Work task
Without the pictures, output all of the data exactly.

■ ■ ■

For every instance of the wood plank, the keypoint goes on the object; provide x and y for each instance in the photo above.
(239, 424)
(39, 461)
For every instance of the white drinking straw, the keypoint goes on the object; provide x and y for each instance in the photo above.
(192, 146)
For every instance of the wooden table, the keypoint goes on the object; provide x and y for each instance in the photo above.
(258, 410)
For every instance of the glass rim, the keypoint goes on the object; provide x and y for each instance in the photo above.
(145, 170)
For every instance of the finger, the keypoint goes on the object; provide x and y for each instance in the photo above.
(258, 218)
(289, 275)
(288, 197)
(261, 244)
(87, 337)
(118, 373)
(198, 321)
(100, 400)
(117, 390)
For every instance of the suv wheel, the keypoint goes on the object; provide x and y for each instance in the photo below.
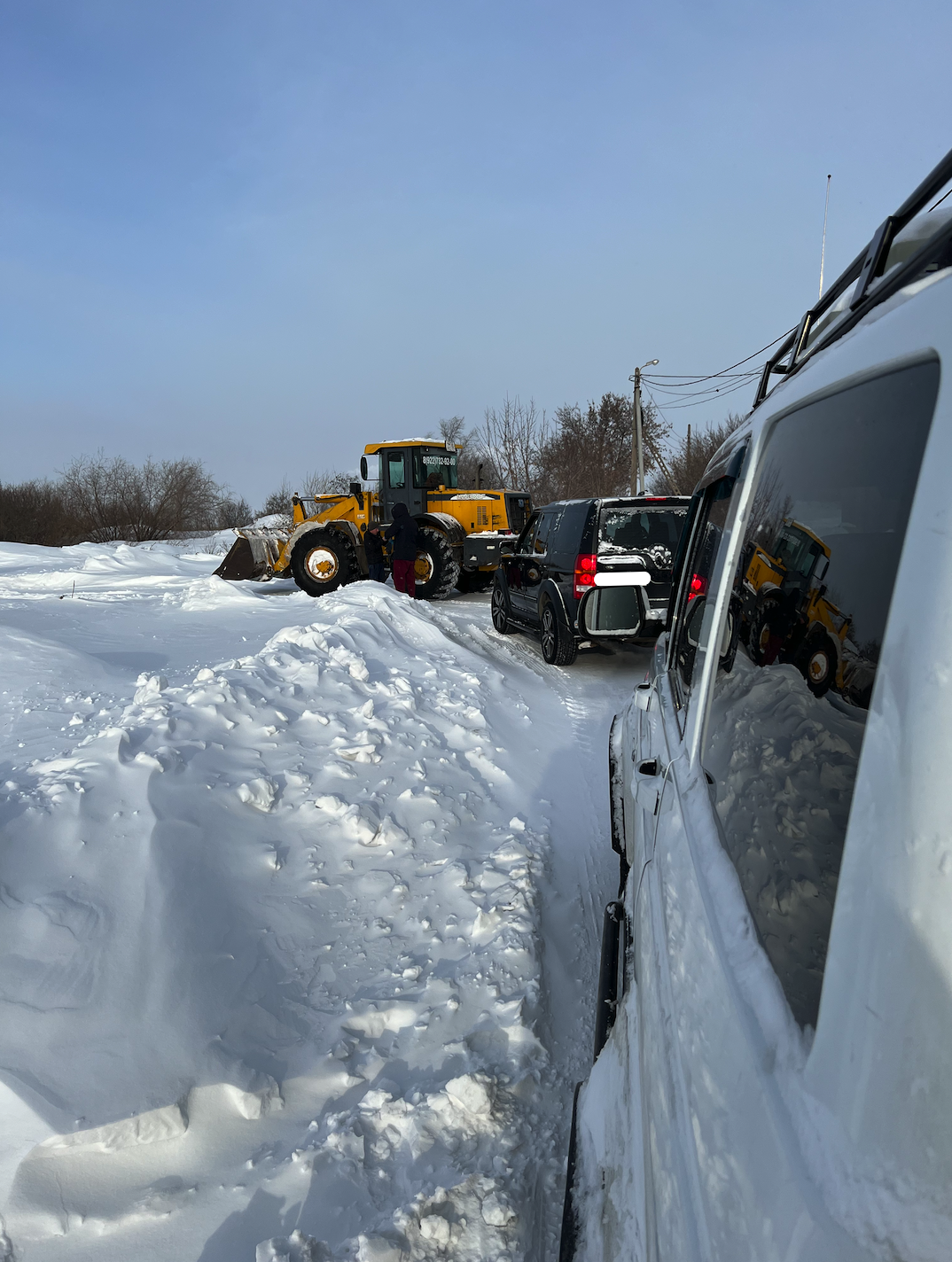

■ ■ ■

Response to the exercise
For every instance of the wood plank, the keypoint goes on the object; provide x and y for each instance in the photo above.
(239, 424)
(39, 461)
For every instance of the white drinking straw, the keypoint goes on the object; provide x and y for each instance in the photo above.
(192, 146)
For every instance of the wooden table, the keypoint goes on the object; provide x and y for each instance in the photo above.
(258, 410)
For every instance of the glass rim, the keypoint goes on the object; provide x and y for each instance in the photo above.
(145, 170)
For every instance of the finger, the keypoint goes on the object; provide x and y for each instance in the photo above.
(258, 218)
(289, 275)
(288, 197)
(261, 244)
(87, 337)
(118, 373)
(198, 321)
(100, 400)
(117, 390)
For every instance of the suv wheel, the keypoint goes on the object; provide x and y for each instance in the photo below.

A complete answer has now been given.